— Start of Input rows —

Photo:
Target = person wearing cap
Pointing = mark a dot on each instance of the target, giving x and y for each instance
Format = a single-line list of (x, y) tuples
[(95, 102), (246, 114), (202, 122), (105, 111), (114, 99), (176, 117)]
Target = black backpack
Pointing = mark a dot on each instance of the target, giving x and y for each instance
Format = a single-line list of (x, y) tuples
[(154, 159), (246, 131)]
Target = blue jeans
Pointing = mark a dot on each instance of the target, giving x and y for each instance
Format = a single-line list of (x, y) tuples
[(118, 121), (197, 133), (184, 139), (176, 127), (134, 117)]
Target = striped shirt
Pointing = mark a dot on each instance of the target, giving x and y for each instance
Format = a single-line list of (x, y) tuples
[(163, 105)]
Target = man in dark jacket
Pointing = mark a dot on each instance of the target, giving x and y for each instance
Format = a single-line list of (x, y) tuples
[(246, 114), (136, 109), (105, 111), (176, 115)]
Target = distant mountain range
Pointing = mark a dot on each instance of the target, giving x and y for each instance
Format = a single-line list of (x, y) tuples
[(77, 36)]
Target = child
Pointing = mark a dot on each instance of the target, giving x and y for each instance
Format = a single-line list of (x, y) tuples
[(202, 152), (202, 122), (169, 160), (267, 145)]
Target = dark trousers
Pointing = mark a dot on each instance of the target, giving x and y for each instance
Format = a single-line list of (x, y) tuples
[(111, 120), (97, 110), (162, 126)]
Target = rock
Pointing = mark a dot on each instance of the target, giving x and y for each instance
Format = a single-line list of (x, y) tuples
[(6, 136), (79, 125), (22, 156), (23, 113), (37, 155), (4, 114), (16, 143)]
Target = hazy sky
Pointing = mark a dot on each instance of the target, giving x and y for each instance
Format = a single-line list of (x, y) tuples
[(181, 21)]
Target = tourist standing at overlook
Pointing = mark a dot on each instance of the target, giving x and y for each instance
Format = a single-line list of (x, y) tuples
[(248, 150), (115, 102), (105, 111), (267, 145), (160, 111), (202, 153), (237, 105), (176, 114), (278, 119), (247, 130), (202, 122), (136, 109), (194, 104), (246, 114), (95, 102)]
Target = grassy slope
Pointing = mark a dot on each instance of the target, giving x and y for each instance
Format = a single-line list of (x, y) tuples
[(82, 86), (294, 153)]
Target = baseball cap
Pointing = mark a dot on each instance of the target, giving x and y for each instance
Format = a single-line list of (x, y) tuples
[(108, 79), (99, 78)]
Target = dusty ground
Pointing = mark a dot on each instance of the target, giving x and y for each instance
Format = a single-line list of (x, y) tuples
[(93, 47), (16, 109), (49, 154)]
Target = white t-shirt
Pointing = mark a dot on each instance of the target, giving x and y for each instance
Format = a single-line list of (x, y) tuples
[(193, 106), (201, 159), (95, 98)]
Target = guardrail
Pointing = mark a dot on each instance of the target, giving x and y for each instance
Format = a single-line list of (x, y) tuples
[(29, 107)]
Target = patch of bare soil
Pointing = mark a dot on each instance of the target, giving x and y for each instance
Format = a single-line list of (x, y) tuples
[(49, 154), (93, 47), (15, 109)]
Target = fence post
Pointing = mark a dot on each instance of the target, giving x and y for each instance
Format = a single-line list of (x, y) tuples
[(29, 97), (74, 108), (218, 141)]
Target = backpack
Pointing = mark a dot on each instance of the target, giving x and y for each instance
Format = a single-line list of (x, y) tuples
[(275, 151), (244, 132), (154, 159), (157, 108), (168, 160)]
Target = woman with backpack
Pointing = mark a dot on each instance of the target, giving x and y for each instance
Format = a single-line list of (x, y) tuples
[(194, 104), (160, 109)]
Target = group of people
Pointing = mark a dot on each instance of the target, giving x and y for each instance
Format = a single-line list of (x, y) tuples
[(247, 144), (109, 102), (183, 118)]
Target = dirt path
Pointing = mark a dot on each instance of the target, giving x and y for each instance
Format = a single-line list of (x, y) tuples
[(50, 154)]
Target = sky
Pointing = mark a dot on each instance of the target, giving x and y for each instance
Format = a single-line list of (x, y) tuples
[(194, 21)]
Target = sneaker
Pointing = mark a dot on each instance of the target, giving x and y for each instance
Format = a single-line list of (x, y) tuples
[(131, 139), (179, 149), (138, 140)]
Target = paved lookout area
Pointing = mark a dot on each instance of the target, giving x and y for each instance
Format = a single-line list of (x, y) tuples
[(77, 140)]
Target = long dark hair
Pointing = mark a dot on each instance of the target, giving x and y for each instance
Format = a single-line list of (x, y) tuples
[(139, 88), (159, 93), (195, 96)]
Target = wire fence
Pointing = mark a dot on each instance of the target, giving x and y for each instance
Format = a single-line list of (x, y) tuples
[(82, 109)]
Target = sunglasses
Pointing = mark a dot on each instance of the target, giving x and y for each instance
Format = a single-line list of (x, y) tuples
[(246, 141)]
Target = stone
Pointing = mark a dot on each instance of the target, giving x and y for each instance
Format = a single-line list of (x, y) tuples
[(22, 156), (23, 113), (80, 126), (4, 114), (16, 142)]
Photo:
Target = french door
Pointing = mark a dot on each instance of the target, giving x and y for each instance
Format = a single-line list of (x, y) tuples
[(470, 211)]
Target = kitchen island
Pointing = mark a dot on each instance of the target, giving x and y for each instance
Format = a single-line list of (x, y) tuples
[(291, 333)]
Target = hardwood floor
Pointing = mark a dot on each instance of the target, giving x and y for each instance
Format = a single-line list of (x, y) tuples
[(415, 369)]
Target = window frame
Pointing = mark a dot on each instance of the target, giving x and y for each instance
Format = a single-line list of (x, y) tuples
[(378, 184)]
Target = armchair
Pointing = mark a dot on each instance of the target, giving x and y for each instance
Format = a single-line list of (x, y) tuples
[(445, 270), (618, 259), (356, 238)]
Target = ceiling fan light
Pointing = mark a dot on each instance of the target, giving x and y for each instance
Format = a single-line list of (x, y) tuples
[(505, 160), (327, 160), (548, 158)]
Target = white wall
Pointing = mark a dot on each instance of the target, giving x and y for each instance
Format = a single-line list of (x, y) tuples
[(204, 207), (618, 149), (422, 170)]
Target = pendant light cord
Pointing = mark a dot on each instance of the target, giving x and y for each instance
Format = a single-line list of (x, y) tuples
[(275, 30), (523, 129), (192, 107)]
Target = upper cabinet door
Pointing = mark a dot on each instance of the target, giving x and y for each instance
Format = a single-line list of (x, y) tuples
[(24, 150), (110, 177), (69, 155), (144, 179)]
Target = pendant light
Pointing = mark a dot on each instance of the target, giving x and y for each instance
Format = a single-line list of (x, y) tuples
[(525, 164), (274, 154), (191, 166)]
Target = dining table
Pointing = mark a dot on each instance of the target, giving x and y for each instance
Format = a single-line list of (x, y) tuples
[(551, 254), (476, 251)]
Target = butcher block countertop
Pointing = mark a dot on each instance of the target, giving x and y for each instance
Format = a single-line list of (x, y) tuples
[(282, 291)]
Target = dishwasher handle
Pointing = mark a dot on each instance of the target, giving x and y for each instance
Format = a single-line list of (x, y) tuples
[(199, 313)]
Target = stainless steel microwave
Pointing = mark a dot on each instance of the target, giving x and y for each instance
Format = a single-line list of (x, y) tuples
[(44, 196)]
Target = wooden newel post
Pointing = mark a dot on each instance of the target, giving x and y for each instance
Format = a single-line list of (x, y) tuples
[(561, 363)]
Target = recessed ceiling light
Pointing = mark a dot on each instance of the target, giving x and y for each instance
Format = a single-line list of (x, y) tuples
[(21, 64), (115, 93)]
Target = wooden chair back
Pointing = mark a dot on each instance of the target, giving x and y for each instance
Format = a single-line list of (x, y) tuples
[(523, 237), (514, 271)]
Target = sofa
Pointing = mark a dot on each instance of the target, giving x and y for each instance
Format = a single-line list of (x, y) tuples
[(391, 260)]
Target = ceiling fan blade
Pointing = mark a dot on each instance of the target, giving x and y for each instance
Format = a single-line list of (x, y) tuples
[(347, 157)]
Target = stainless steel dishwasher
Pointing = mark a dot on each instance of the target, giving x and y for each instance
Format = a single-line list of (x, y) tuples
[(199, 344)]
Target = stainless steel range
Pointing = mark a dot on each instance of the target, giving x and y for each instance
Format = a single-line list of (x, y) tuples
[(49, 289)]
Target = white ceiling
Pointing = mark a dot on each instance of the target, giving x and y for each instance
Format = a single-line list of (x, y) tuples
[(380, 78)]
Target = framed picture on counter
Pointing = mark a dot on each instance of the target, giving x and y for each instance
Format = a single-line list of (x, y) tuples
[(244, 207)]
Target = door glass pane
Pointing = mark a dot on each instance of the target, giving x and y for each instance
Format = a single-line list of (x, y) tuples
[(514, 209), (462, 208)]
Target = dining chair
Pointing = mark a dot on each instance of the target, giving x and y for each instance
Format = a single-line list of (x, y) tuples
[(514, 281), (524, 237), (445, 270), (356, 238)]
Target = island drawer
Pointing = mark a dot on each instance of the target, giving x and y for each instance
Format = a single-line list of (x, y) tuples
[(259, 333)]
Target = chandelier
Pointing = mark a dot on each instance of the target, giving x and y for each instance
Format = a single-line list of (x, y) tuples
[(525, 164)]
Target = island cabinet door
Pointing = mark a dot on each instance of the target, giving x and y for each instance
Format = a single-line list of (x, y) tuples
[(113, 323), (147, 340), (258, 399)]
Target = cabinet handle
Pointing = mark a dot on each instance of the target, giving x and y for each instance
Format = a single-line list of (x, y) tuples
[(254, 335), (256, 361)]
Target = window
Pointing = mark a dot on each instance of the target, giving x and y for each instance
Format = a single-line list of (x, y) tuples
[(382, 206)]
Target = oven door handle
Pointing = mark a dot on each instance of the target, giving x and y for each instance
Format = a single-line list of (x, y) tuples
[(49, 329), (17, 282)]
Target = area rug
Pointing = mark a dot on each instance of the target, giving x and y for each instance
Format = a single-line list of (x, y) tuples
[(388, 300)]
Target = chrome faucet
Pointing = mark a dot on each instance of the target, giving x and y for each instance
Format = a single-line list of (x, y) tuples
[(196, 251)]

— End of Input rows —

> Given problem
Rewrite the rows starting at the line that contains "Target = wire fence" and ending at the line that contains "[(204, 207), (618, 149), (422, 170)]", changing "Pointing" to "Instruction" and leaving everything else the same. Give back only those lines.

> Expected answer
Target = wire fence
Instruction = mark a dot on each instance of the target, giving x and y for each instance
Format = a single-line list of (x, y) tuples
[(82, 109)]
Target = sunglasses
Instruction = mark a dot on each instance of the target, giving x and y for each instance
Format = a single-line list of (x, y) tuples
[(246, 141)]
Target = stone
Instruction = mark a dot on each instance of the target, giving x and y for each instance
Format = a single-line list of (x, y) tuples
[(22, 156), (23, 113), (80, 126), (4, 114), (16, 142)]
Photo:
Target = french door
Instruction = mark a dot on each instance of the target, giving x and y for each instance
Format = a single-line list of (x, y) tuples
[(470, 211)]
Target = kitchen island
Instruction = mark a dot on each instance of the target, giving x and y for each instance
Format = a single-line list of (x, y) tuples
[(291, 333)]
Target = hardwood floor
Instruction = mark a dot on each instance of the target, giving x and y for each instance
Format = a single-line list of (x, y) tuples
[(415, 369)]
Target = window frame
Instruction = mark a dot on each instance of the target, giving x and y for each instance
Format = a single-line list of (x, y) tuples
[(378, 184)]
Target = armchair
Instruction = mark a dot on each instance of the target, giving x and y for each instance
Format = a single-line list of (x, y) tuples
[(445, 270), (618, 259), (356, 238)]
Target = ceiling fan light
Instruction = mark a dot on each instance of the target, giving x and y for each instance
Format = a single-line list of (x, y) tuples
[(505, 160), (327, 160), (548, 158)]
Target = white wall
Instruction = mark a dot on each instance of the target, giving x and y for each instance
Format = a single-line list of (x, y) tuples
[(204, 207), (618, 149), (422, 170)]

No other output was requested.